Directions: Your answer must contain each line of the data, copied exactly.

Information provided:
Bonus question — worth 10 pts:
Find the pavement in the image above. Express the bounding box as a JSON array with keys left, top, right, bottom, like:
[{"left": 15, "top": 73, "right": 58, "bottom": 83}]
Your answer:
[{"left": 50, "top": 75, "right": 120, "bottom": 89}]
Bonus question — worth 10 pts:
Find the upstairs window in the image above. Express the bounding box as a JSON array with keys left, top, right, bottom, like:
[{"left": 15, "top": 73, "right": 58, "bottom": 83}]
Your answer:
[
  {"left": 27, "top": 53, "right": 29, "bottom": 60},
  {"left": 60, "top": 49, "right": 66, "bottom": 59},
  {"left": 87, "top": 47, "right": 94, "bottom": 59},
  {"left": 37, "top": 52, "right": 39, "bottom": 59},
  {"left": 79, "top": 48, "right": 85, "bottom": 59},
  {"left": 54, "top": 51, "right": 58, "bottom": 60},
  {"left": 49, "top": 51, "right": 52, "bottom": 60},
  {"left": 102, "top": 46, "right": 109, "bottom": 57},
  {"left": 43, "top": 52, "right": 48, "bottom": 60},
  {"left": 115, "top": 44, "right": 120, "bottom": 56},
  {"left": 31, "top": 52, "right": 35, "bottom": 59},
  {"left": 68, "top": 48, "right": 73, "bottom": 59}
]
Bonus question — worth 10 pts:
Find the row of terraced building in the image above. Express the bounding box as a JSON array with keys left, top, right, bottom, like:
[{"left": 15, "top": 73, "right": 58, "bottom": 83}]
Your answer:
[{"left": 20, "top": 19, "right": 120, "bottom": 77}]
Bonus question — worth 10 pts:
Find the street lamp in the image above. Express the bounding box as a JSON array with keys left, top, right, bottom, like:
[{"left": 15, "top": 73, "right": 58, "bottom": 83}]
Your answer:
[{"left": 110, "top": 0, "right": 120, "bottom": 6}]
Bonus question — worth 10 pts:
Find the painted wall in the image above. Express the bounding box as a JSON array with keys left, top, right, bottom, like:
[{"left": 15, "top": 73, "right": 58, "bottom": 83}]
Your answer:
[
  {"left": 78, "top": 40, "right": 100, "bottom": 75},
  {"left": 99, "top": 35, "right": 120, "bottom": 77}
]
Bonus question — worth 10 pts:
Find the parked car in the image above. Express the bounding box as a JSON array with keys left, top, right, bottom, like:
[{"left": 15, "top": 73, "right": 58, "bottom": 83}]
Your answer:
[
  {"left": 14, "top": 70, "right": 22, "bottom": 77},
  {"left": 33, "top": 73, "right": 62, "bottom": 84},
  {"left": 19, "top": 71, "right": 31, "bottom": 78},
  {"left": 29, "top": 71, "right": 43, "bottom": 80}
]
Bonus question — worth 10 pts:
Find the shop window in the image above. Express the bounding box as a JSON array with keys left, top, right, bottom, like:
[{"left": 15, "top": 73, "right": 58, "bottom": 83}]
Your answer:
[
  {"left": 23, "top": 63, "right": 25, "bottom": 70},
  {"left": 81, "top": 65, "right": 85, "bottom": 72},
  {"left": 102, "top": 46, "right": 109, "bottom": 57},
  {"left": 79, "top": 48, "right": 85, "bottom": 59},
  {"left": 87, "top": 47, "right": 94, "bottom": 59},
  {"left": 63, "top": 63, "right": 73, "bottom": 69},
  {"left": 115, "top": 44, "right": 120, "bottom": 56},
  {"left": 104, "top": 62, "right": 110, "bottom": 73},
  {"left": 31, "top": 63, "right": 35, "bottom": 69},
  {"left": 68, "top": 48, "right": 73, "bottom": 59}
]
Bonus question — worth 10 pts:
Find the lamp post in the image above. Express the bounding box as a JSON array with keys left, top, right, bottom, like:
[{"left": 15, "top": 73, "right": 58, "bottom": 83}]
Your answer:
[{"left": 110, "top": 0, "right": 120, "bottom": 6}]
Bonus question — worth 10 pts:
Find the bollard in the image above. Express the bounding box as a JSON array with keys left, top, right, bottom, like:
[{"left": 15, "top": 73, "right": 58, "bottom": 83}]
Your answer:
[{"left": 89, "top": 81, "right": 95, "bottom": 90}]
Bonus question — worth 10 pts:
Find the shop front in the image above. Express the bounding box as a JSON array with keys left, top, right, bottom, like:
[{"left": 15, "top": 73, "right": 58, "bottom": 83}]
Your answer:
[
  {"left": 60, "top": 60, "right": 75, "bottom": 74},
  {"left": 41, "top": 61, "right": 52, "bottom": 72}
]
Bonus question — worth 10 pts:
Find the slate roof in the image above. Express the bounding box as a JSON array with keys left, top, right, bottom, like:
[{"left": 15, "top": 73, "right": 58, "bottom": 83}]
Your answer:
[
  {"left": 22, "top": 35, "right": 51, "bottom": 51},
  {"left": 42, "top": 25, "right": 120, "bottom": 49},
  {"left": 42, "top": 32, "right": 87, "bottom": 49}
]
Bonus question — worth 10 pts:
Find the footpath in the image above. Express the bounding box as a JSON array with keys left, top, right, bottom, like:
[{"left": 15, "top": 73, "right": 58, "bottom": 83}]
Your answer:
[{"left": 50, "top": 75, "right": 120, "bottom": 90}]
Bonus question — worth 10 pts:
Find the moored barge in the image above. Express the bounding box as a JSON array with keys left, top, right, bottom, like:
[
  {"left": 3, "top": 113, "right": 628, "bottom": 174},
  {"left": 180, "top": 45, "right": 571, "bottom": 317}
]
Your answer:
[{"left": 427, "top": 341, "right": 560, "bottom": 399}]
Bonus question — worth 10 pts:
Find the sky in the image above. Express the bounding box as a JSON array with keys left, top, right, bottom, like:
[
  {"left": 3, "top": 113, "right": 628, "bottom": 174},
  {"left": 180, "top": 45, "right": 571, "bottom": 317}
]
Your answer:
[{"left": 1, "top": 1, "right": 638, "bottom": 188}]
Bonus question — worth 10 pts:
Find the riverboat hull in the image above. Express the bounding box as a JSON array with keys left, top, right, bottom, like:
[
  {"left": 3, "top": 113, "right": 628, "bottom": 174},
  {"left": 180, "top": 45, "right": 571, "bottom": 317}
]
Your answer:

Solution for this task:
Bonus question — worth 10 pts:
Find the pavement in the image above. Express the bounding box as a JSON array with keys left, top, right, bottom, like:
[{"left": 15, "top": 73, "right": 58, "bottom": 83}]
Your answer:
[{"left": 50, "top": 75, "right": 120, "bottom": 89}]
Bonus question — worth 10 pts:
Find the upstairs window in the image above. Express the bounding box as a JSON array with keys left, top, right, bottom, like:
[{"left": 15, "top": 73, "right": 58, "bottom": 83}]
Your answer:
[
  {"left": 27, "top": 53, "right": 29, "bottom": 60},
  {"left": 60, "top": 49, "right": 66, "bottom": 59},
  {"left": 87, "top": 47, "right": 94, "bottom": 59},
  {"left": 37, "top": 52, "right": 39, "bottom": 59},
  {"left": 79, "top": 48, "right": 85, "bottom": 59},
  {"left": 54, "top": 51, "right": 58, "bottom": 60},
  {"left": 49, "top": 51, "right": 52, "bottom": 60},
  {"left": 102, "top": 46, "right": 109, "bottom": 57},
  {"left": 43, "top": 52, "right": 48, "bottom": 60},
  {"left": 115, "top": 44, "right": 120, "bottom": 56},
  {"left": 31, "top": 52, "right": 35, "bottom": 59},
  {"left": 68, "top": 48, "right": 73, "bottom": 59}
]
Bonus question — worth 10 pts:
Find the row of terraced building in the image above. Express the bounding box as a JSON array with keys left, top, right, bottom, like:
[{"left": 15, "top": 73, "right": 58, "bottom": 83}]
Your answer:
[{"left": 20, "top": 19, "right": 120, "bottom": 77}]
Bonus question — worth 10 pts:
Find the street lamp in the image above. Express the bounding box as a JSON array with keys left, top, right, bottom, like:
[{"left": 15, "top": 73, "right": 58, "bottom": 83}]
Your answer:
[{"left": 110, "top": 0, "right": 120, "bottom": 6}]
Bonus question — worth 10 pts:
Find the painted wall in the image above. Express the bounding box as a JSON array with keys left, top, right, bottom, like:
[{"left": 15, "top": 73, "right": 58, "bottom": 83}]
Your answer:
[
  {"left": 78, "top": 40, "right": 100, "bottom": 75},
  {"left": 99, "top": 35, "right": 120, "bottom": 77}
]
Bonus question — worth 10 pts:
Find the parked car in the image above. Express the bounding box as a JSON array with keys left, top, right, bottom, like:
[{"left": 15, "top": 73, "right": 58, "bottom": 83}]
Your answer:
[
  {"left": 14, "top": 70, "right": 22, "bottom": 77},
  {"left": 33, "top": 73, "right": 62, "bottom": 84},
  {"left": 19, "top": 71, "right": 31, "bottom": 78},
  {"left": 29, "top": 71, "right": 43, "bottom": 80}
]
Bonus question — worth 10 pts:
Find the shop window in the image above. Express the bounding box as a JSON array with keys left, top, right, bottom, like:
[{"left": 15, "top": 73, "right": 58, "bottom": 83}]
Your answer:
[
  {"left": 23, "top": 63, "right": 25, "bottom": 70},
  {"left": 81, "top": 65, "right": 85, "bottom": 72},
  {"left": 102, "top": 46, "right": 109, "bottom": 57},
  {"left": 79, "top": 48, "right": 85, "bottom": 59},
  {"left": 87, "top": 47, "right": 94, "bottom": 59},
  {"left": 63, "top": 63, "right": 73, "bottom": 69},
  {"left": 115, "top": 44, "right": 120, "bottom": 56},
  {"left": 104, "top": 62, "right": 110, "bottom": 73},
  {"left": 31, "top": 63, "right": 35, "bottom": 69},
  {"left": 68, "top": 48, "right": 73, "bottom": 59}
]
Bonus question — worth 10 pts:
Find the lamp post in the image above. Express the bounding box as a JSON array with keys left, top, right, bottom, like:
[{"left": 15, "top": 73, "right": 58, "bottom": 83}]
Your answer:
[{"left": 110, "top": 0, "right": 120, "bottom": 6}]
Bonus question — worth 10 pts:
Find the bollard in the image above. Express the bounding box as a JSON array with keys left, top, right, bottom, like:
[{"left": 15, "top": 73, "right": 58, "bottom": 83}]
Your answer:
[{"left": 89, "top": 81, "right": 95, "bottom": 90}]
Bonus question — worth 10 pts:
Find the shop front in the image above. Express the bounding box as a JSON array with keys left, top, right, bottom, like:
[{"left": 15, "top": 73, "right": 58, "bottom": 83}]
Your answer:
[
  {"left": 60, "top": 60, "right": 75, "bottom": 74},
  {"left": 41, "top": 61, "right": 52, "bottom": 72}
]
Bonus question — worth 10 pts:
Find the slate roof in the image above. Express the bounding box as a JSON array with keys left, top, right, bottom, like:
[{"left": 15, "top": 73, "right": 58, "bottom": 83}]
Your answer:
[
  {"left": 22, "top": 35, "right": 51, "bottom": 51},
  {"left": 42, "top": 25, "right": 120, "bottom": 49},
  {"left": 42, "top": 32, "right": 87, "bottom": 49}
]
Bonus question — worth 10 pts:
Find the footpath in the image above. Express the bounding box as a JSON array with keys left, top, right, bottom, like:
[{"left": 15, "top": 73, "right": 58, "bottom": 83}]
Your answer:
[{"left": 50, "top": 75, "right": 120, "bottom": 90}]
Bonus question — worth 10 pts:
Find the moored barge in the image above. Express the bounding box as a JSON array with keys left, top, right, bottom, like:
[
  {"left": 3, "top": 113, "right": 628, "bottom": 174},
  {"left": 180, "top": 45, "right": 571, "bottom": 317}
]
Your answer:
[{"left": 427, "top": 341, "right": 560, "bottom": 399}]
Bonus question — worth 10 pts:
Find the sky in the image above. Express the bounding box as a JSON array with keys left, top, right, bottom, like:
[
  {"left": 3, "top": 113, "right": 628, "bottom": 174},
  {"left": 180, "top": 45, "right": 571, "bottom": 317}
]
Your answer:
[{"left": 1, "top": 1, "right": 638, "bottom": 188}]
Bonus question — worth 10 pts:
Find the riverboat hull in the image above. Express the bounding box as a JSON array with keys left, top, right, bottom, like:
[
  {"left": 3, "top": 113, "right": 628, "bottom": 174},
  {"left": 180, "top": 45, "right": 571, "bottom": 317}
]
Your answer:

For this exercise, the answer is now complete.